• _Stored records_
□ □ □ □ □

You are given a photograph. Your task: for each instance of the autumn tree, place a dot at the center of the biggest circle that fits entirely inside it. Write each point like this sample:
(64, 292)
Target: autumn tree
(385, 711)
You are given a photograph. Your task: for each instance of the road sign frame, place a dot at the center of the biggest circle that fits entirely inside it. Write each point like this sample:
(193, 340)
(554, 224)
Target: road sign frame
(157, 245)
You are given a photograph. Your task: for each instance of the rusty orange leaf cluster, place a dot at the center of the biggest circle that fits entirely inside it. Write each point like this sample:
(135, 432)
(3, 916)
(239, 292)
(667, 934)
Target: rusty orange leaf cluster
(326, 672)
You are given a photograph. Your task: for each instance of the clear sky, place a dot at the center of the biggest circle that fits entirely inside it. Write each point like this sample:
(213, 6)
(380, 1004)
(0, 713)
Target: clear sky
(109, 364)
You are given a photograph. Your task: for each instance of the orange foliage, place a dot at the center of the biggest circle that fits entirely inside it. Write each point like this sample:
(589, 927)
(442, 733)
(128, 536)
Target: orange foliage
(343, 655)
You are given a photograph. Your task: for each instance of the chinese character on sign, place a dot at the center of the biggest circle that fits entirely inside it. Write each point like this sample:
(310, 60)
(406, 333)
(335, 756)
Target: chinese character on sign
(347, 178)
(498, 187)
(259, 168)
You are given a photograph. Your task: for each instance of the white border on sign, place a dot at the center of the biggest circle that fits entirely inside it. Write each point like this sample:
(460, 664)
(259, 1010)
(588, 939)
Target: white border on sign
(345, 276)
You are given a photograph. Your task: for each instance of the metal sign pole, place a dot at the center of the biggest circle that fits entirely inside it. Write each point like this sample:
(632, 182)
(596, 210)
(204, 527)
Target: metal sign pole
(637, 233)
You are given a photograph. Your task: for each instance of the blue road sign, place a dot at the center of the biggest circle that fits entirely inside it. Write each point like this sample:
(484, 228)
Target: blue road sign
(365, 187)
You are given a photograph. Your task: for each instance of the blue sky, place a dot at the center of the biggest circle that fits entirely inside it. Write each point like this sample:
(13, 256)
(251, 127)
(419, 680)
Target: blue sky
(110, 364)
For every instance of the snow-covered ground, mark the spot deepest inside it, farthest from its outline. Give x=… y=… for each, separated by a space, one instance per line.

□ □ □ □ □

• _Exercise objective_
Could you give every line of the listing above, first to last, as a numbered list with blank lines left out?

• _Exercise answer_
1. You are given a photograph. Your task: for each instance of the autumn tree, place a dot at the center of the biggest circle that fits entirely inside it. Write each point like this sample:
2. (64, 292)
3. Target: autumn tree
4. (385, 711)
5. You are given a photograph. Your task: for each instance of the road sign frame, place a dot at the center of the biggest circle that fits entirely inside it. Write each point like this sample:
6. (193, 340)
7. (554, 224)
8. Target: road sign frame
9. (157, 245)
10. You are given a photograph. Your task: for each instance of the rusty orange leaf cluster, place a dot at the center of the biggest circle that fits entirely inside it. Write each point like this sample:
11. (135, 432)
12. (3, 916)
13. (239, 292)
14. (667, 934)
15. Target: rusty orange leaf cluster
16. (326, 672)
17. You are given a photograph. Your task: for each instance of the clear sky, place a dot at the center of the biggest circle that fits entirely inside it. Write each point like this sample:
18. (213, 6)
19. (380, 1004)
20. (0, 713)
21. Target: clear sky
22. (109, 364)
23. You are given a photograph. Your task: for each instance of the orange foliage, place a dot at the center of the biggest circle that fits entirely inside it. Write each point like this sample:
24. (589, 927)
25. (442, 733)
26. (128, 536)
27. Target: orange foliage
28. (343, 655)
29. You are given a photograph. Your task: for each instance of the chinese character on sign, place a dot at the center of the biggest circle that fits entirely inside it. Write each point like this sample:
30. (310, 60)
31. (406, 333)
32. (335, 756)
33. Target: chinese character on sign
34. (347, 178)
35. (498, 187)
36. (259, 168)
37. You are given a photograph. Your task: for each instance of the white border on sign, place a dot at the center of the biggest circle that fits entirely inside it. Write each point like this sample:
38. (460, 664)
39. (259, 1010)
40. (588, 939)
41. Target: white border on sign
42. (345, 276)
43. You are given a photograph. Your task: for each instance of the metal sign pole, place a dot at the center of the biggest circle that fits entirely inside it. Write each point like this sample:
44. (632, 182)
45. (596, 210)
46. (204, 527)
47. Target: metal sign pole
48. (637, 233)
49. You are given a photograph. Your task: for each instance of the blue road sign, place a dot at the center of the biggest circle that fits entirely inside it. Write each point like this sample:
50. (484, 228)
51. Target: blue road sign
52. (365, 187)
53. You are given a photograph. Your task: for each instance of the blue sky, place a dot at the center of the biggest circle that fits entirely inside it. Write each point like this sample:
54. (13, 256)
55. (251, 127)
56. (419, 680)
57. Target: blue sky
58. (110, 364)
59. For every instance of the snow-covered ground, mark the spot deepest inside it, farthest from its outline. Give x=… y=… for each, separated by a space, one instance per line.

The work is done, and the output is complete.